▸ **TAREA SOLICITADA**
Copia literalmente el fragmento del texto sobre el acoso escolar que comienza con "26 septiembre 2006" y continúa hasta "en el futuro.".

▸ **TEXTO PROPORCIONADO**
26 septiembre 2006

BULLYING


En un país como el nuestro, con una de las tasas de natalidad más bajas de Europa, es lógico que la atención sobre nuestra infancia se traduzca en su máxima protección, el acceso a una educación que les facilite el aprendizaje del mayor número de materias y que los prepare para la dura competencia que vivirán en el futuro.

Quizás sea ese aprendizaje forzoso y la prematura consciencia de que en la vida sólo triunfan quienes demuestran mejor su fuerza, la que esté convirtiendo en pequeños monstruos a algunos de nuestros niños y niñas. Me refiero a los actos de acoso escolar que conocemos con el nombre de Bullying, del que somos sensibles tras el trágico suicidio de Jokin, una de sus más dramáticas víctimas. Hace pocos días, un amigo me hacía partícipe de la desolación de una compañera de trabajo cuya hija de 11 años acabó encerrada en un contenedor tras haber sido escupida por nueve de sus compañeras de clase. Alertado el centro escolar, la solución planteada ha sido la de ayudarla a conseguir su traslado a un nuevo colegio.

Datos de expresiones referenciales:
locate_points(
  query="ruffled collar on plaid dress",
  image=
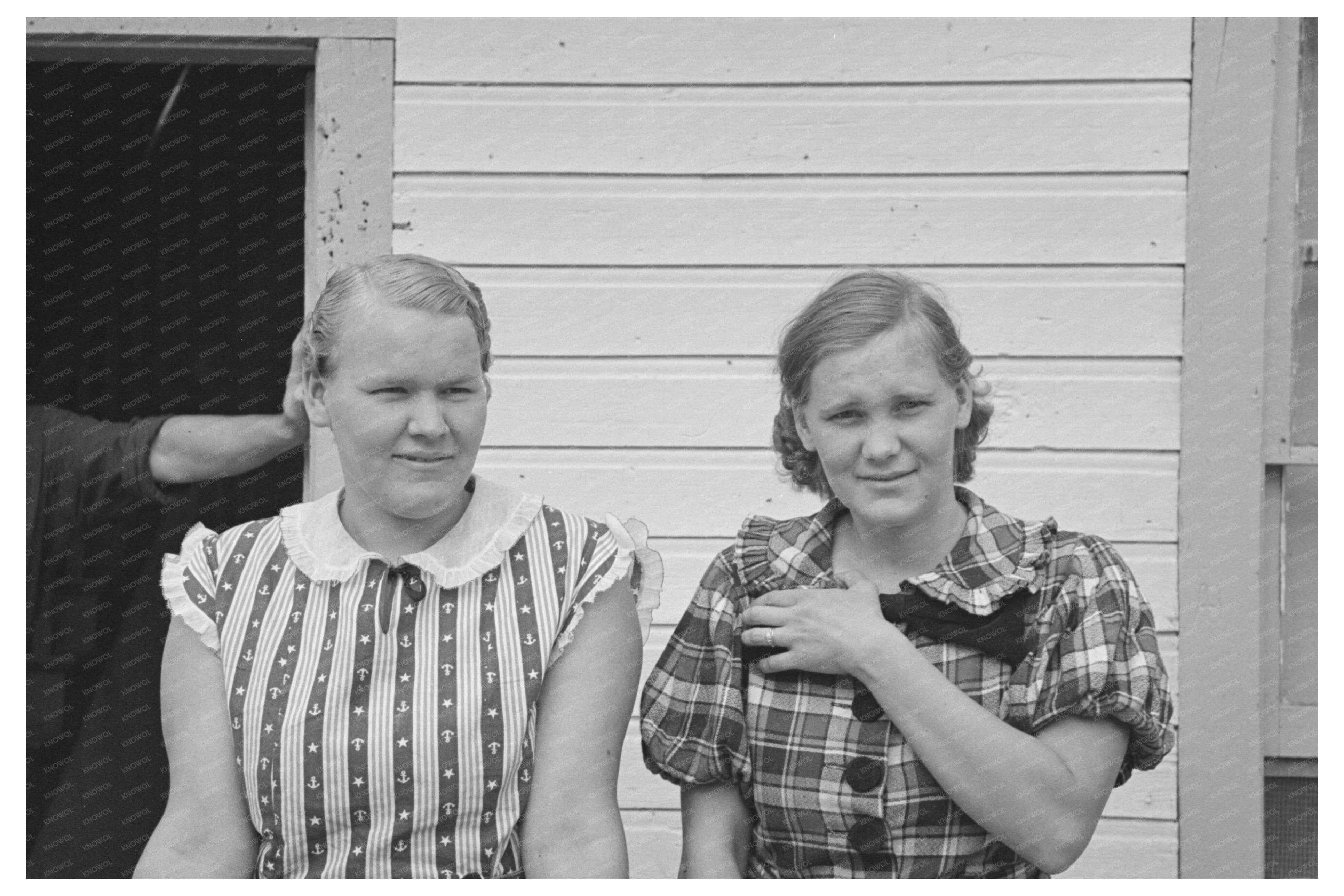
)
(996, 557)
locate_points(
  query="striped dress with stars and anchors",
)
(383, 716)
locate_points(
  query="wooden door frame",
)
(349, 128)
(1240, 270)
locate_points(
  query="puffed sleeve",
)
(1100, 659)
(190, 585)
(612, 551)
(693, 722)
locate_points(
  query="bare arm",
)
(205, 831)
(1042, 794)
(573, 825)
(201, 446)
(716, 832)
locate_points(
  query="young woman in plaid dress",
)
(393, 680)
(908, 683)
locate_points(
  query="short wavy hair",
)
(846, 315)
(406, 281)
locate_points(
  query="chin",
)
(889, 511)
(420, 506)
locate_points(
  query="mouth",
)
(885, 477)
(425, 460)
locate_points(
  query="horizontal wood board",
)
(1132, 405)
(1119, 848)
(1126, 496)
(1064, 220)
(795, 131)
(699, 50)
(1081, 312)
(217, 27)
(686, 561)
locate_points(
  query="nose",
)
(881, 441)
(427, 418)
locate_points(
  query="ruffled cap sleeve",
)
(189, 582)
(1100, 659)
(612, 551)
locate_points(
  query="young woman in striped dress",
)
(422, 675)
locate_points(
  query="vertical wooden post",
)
(350, 202)
(1221, 780)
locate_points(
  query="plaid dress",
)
(833, 785)
(385, 716)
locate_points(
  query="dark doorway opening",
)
(165, 276)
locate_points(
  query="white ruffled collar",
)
(496, 518)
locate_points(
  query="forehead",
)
(900, 358)
(381, 339)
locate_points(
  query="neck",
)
(890, 554)
(393, 537)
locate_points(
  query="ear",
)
(800, 424)
(315, 399)
(965, 402)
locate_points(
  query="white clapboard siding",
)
(789, 50)
(1146, 796)
(1095, 404)
(1128, 496)
(1082, 312)
(685, 562)
(797, 131)
(1065, 220)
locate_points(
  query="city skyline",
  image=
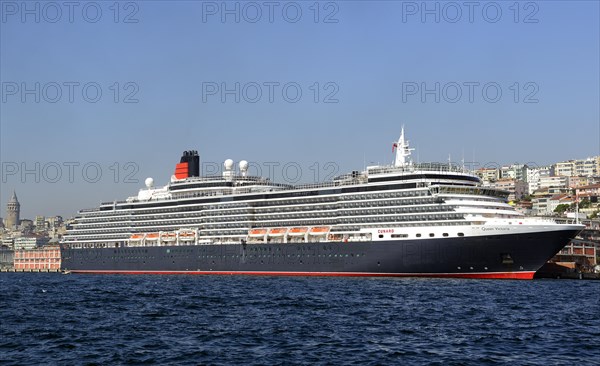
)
(214, 81)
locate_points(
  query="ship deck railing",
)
(420, 167)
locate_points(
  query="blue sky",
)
(364, 57)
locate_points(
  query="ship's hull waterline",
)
(494, 257)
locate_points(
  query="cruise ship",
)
(404, 219)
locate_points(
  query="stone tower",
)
(13, 211)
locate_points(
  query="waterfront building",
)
(7, 258)
(539, 206)
(554, 184)
(44, 258)
(592, 190)
(488, 174)
(30, 242)
(588, 167)
(585, 167)
(8, 242)
(516, 188)
(40, 224)
(578, 181)
(13, 212)
(533, 176)
(565, 168)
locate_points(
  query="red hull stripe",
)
(481, 275)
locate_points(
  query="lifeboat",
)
(278, 231)
(187, 235)
(257, 233)
(297, 231)
(319, 230)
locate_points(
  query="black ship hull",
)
(515, 256)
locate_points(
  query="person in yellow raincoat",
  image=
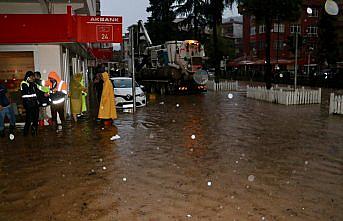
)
(107, 108)
(76, 95)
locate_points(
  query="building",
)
(283, 40)
(233, 28)
(63, 42)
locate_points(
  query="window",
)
(252, 30)
(294, 28)
(279, 28)
(280, 43)
(312, 30)
(262, 29)
(314, 13)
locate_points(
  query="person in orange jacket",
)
(58, 93)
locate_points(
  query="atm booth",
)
(50, 42)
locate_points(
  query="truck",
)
(174, 67)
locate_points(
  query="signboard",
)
(103, 29)
(59, 28)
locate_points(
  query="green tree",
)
(160, 24)
(215, 10)
(268, 11)
(328, 47)
(195, 11)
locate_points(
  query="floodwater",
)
(247, 160)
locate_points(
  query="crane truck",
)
(174, 67)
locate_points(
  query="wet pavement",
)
(247, 160)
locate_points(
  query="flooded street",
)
(247, 160)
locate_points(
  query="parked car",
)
(123, 93)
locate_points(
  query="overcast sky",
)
(134, 10)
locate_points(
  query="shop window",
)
(312, 30)
(279, 28)
(294, 28)
(262, 29)
(253, 30)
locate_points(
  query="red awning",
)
(59, 28)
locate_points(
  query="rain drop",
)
(251, 178)
(11, 137)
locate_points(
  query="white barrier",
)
(222, 86)
(286, 97)
(336, 104)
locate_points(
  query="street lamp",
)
(309, 60)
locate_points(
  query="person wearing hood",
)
(5, 110)
(107, 109)
(76, 89)
(28, 90)
(58, 92)
(43, 98)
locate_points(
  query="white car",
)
(123, 93)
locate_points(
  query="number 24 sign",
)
(104, 33)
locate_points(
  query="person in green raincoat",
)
(84, 95)
(76, 89)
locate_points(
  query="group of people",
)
(38, 95)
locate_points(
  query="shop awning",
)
(59, 28)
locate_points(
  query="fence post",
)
(331, 109)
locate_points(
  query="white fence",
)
(222, 86)
(286, 97)
(336, 104)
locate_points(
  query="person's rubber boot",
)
(2, 133)
(25, 132)
(33, 131)
(50, 122)
(41, 123)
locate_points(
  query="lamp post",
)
(309, 60)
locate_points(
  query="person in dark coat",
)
(5, 110)
(30, 101)
(43, 98)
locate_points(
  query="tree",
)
(267, 11)
(160, 25)
(328, 47)
(195, 11)
(215, 10)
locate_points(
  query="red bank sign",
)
(53, 28)
(99, 29)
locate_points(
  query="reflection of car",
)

▸ **RESPUESTA**
26 septiembre 2006

BULLYING


En un país como el nuestro, con una de las tasas de natalidad más bajas de Europa, es lógico que la atención sobre nuestra infancia se traduzca en su máxima protección, el acceso a una educación que les facilite el aprendizaje del mayor número de materias y que los prepare para la dura competencia que vivirán en el futuro.